> **Direction**: Put the lines below into a Markdown table with the columns "Row" and "Text", leaving out blank lines. Include only the lines from the first one up to and including the line with "left=103, top=132, right=120, bottom=141".

__________

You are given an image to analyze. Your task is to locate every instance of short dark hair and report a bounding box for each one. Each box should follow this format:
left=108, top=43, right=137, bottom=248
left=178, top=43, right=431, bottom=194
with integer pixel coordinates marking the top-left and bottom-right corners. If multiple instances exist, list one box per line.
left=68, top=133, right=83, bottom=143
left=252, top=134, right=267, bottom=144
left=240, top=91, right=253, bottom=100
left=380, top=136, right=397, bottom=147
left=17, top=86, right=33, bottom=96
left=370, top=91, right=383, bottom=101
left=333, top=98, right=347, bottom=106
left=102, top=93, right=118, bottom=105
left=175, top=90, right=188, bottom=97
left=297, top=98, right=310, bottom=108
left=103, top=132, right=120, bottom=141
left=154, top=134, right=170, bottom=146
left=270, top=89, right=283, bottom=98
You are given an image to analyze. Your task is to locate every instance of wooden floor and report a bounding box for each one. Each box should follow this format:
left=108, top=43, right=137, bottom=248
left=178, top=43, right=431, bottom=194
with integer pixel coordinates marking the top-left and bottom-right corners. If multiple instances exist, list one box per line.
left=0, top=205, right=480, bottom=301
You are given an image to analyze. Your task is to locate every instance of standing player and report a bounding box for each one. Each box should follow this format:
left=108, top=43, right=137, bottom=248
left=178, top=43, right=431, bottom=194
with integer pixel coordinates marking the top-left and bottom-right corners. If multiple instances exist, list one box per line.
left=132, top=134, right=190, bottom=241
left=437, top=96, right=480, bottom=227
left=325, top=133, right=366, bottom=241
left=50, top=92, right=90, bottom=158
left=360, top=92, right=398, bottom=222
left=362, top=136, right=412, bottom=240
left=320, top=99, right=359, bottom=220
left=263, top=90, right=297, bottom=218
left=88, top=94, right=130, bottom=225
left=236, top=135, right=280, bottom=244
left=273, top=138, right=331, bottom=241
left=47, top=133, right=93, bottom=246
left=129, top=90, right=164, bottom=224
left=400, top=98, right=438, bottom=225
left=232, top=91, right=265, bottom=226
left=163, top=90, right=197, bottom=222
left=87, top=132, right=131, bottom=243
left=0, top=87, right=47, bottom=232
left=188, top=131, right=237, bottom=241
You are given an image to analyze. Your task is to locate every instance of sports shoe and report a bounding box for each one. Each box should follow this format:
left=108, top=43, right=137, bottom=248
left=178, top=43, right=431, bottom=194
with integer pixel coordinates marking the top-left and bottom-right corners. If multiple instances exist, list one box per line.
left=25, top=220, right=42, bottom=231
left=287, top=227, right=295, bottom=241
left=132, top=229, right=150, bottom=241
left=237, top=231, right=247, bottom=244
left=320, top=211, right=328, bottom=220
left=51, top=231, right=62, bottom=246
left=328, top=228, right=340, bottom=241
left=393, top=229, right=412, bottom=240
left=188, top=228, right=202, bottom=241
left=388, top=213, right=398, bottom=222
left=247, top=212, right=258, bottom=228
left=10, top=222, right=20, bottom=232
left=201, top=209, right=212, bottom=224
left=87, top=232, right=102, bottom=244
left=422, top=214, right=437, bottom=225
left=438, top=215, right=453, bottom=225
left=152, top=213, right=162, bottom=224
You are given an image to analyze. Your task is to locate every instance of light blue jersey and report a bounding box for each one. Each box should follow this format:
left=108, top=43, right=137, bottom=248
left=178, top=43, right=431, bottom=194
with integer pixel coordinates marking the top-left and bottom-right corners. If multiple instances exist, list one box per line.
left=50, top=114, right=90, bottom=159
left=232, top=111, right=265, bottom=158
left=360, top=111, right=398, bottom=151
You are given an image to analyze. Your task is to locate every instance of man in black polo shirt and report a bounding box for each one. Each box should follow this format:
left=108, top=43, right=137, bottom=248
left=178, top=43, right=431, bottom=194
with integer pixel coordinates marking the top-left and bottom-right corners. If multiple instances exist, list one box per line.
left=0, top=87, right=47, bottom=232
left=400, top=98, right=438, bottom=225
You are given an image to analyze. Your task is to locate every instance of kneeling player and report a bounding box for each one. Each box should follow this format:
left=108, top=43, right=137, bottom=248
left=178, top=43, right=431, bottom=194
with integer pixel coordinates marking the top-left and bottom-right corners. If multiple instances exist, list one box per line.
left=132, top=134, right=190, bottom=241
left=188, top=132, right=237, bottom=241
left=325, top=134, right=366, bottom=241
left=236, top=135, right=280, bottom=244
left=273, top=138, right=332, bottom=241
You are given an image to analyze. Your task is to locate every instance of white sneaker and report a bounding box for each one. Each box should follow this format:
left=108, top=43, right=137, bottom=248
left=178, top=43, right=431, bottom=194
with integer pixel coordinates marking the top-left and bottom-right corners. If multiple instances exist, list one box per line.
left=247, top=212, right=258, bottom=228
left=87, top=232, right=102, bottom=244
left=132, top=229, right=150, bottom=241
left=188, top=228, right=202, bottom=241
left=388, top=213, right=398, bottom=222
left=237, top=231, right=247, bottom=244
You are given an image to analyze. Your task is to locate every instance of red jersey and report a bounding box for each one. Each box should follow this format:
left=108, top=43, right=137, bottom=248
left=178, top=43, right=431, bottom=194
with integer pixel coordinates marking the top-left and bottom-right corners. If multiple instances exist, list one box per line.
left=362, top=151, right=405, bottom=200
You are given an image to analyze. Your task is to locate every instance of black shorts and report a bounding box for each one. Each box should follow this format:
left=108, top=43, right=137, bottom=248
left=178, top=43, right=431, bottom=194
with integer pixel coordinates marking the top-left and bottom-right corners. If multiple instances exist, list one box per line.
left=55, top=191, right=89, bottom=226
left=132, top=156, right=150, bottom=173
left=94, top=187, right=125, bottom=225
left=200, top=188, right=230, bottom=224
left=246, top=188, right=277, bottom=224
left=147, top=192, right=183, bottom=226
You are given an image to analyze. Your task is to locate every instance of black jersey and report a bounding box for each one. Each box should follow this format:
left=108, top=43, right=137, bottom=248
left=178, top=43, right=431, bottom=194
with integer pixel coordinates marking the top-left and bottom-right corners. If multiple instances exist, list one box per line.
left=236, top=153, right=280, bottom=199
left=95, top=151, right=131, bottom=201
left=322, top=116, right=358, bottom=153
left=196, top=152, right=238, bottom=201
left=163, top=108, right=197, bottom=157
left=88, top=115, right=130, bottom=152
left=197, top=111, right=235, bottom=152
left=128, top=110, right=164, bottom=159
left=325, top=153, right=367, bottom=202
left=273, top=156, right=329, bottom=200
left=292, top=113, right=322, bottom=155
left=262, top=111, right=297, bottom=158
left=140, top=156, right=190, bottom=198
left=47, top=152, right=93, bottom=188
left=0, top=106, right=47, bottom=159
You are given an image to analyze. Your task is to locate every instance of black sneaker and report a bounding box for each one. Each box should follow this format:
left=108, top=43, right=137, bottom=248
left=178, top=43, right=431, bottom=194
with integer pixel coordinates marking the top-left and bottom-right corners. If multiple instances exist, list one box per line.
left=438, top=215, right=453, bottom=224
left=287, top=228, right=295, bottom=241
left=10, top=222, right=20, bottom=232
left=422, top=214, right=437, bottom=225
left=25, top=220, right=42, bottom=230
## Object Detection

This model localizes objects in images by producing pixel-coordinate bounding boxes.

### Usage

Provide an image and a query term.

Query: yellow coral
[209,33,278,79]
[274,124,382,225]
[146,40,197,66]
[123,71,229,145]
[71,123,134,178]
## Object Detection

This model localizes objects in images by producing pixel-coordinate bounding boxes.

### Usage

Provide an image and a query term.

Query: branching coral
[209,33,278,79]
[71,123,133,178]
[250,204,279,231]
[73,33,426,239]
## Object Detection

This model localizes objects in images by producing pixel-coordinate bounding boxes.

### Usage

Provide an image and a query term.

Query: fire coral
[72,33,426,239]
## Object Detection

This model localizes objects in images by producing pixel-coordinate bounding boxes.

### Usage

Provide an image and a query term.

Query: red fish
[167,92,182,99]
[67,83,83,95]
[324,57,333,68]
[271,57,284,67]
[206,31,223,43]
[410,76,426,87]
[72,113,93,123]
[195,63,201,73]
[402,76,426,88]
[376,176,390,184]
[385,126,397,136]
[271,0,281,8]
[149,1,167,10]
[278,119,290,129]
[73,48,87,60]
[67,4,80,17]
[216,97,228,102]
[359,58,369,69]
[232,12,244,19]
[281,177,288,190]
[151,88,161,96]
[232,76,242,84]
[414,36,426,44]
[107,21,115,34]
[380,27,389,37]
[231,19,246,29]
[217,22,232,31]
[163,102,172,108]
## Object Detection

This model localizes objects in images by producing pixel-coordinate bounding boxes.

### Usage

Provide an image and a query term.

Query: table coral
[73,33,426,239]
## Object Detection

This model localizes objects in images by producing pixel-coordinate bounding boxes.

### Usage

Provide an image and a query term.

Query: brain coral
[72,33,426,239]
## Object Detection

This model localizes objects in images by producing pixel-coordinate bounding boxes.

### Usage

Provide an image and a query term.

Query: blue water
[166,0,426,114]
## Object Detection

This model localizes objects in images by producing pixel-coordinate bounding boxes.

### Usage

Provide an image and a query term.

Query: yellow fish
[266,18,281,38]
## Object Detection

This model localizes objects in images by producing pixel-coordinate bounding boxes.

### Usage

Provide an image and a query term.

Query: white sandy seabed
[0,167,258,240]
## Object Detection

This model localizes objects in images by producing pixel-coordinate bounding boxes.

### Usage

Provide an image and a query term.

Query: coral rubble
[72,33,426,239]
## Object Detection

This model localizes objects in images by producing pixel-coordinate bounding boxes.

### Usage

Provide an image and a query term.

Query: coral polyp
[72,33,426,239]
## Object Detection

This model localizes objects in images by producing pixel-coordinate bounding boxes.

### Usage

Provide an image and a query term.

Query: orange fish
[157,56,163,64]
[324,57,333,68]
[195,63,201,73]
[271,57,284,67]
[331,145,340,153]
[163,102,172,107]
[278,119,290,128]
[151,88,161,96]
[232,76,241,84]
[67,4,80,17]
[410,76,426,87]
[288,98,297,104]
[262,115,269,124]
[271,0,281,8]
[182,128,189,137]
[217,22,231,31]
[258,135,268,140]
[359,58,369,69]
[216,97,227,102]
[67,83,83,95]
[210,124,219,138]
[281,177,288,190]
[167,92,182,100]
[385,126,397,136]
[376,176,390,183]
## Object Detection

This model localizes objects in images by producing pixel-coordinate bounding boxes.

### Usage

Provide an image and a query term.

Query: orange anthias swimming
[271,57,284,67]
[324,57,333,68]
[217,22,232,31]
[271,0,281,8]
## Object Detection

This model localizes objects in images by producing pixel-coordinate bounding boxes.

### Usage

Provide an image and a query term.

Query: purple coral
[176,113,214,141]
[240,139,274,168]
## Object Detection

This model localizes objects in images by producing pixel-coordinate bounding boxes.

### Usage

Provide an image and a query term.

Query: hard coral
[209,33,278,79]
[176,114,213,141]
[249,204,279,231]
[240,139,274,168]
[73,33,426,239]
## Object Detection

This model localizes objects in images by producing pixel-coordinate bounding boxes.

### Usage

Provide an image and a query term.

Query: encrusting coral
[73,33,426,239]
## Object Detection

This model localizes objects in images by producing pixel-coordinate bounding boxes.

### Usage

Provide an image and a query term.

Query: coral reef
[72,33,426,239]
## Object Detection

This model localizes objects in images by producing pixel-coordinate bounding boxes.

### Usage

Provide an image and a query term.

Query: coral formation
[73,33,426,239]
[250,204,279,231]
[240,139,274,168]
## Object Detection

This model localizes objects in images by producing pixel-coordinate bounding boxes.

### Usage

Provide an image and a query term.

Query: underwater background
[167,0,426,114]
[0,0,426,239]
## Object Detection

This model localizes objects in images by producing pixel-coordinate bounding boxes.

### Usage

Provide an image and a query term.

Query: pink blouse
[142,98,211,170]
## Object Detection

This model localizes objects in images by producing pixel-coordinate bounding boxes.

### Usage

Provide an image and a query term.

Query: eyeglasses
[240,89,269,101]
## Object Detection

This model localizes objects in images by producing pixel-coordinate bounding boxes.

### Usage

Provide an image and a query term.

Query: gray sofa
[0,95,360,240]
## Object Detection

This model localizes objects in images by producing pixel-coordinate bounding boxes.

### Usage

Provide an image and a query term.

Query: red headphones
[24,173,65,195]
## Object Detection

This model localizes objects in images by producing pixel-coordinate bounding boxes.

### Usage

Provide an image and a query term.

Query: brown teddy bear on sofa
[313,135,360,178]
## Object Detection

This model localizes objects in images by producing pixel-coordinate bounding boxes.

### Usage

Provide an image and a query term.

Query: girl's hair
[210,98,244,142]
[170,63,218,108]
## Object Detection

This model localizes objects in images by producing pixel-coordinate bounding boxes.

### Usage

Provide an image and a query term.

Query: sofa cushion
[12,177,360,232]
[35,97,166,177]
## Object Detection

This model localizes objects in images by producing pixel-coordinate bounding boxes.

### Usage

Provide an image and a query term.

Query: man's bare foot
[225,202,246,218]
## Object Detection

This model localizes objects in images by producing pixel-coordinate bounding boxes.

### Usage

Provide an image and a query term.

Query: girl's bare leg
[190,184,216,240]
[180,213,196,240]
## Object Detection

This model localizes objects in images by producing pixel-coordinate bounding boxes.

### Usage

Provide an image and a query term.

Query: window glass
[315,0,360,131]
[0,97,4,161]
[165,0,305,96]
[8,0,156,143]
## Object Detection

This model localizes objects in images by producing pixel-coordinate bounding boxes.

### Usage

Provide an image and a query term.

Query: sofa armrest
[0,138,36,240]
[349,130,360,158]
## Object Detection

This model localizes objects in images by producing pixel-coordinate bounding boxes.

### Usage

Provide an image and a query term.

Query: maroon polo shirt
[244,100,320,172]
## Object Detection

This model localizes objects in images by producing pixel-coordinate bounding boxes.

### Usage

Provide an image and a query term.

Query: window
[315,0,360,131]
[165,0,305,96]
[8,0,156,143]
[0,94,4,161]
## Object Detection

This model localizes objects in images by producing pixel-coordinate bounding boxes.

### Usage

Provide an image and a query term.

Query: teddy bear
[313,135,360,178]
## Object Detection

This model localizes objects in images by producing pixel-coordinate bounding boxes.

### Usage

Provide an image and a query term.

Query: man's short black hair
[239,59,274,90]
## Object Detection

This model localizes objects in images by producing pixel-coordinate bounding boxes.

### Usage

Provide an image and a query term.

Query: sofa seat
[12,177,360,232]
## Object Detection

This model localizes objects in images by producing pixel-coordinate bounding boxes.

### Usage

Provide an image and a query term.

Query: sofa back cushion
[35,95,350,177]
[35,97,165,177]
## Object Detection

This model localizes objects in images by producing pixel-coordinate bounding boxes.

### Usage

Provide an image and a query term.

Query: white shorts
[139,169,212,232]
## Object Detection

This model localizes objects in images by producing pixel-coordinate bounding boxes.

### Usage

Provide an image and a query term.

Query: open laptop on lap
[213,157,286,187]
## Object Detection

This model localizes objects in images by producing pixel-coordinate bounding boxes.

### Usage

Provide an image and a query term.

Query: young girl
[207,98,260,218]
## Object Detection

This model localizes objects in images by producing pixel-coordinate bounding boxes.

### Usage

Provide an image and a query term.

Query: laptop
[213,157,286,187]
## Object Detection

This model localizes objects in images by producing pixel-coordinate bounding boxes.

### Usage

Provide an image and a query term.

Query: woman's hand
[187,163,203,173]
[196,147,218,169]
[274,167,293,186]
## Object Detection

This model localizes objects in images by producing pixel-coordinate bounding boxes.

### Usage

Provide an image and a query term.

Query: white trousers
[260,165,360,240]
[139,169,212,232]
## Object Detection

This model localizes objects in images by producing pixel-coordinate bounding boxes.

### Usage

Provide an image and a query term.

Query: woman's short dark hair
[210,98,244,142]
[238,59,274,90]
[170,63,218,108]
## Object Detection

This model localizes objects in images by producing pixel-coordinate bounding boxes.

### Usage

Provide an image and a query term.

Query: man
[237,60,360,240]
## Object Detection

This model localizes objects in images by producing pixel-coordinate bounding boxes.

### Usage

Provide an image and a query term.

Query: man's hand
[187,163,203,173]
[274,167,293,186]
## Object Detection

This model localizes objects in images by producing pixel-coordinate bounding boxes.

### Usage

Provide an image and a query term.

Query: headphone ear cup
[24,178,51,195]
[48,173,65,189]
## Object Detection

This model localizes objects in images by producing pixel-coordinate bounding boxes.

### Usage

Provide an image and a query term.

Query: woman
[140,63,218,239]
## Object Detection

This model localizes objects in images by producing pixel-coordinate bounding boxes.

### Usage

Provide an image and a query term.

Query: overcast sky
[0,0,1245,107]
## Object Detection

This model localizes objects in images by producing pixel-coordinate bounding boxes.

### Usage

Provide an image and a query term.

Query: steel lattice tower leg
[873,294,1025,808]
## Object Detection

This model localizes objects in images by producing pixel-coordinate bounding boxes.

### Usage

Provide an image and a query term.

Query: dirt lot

__________

> **Task output**:
| Row | Text |
|---|---|
| 1 | You are given an image to analyze. Your task is to locate every instance of short dark hair and report a bounding box for each one. Each box should follow this format: |
| 2 | left=108, top=43, right=137, bottom=248 |
| 3 | left=178, top=43, right=431, bottom=194 |
| 4 | with integer pixel coordinates marking the top-left and bottom-right corners. If multiple instances exist, list one box per line. |
| 5 | left=68, top=133, right=83, bottom=143 |
| 6 | left=252, top=134, right=267, bottom=144 |
| 7 | left=240, top=91, right=253, bottom=100 |
| 8 | left=380, top=136, right=397, bottom=147 |
| 9 | left=17, top=86, right=33, bottom=96 |
| 10 | left=370, top=91, right=383, bottom=101 |
| 11 | left=333, top=98, right=347, bottom=106 |
| 12 | left=102, top=93, right=118, bottom=105 |
| 13 | left=175, top=90, right=188, bottom=97 |
| 14 | left=297, top=98, right=310, bottom=108 |
| 15 | left=103, top=132, right=120, bottom=141 |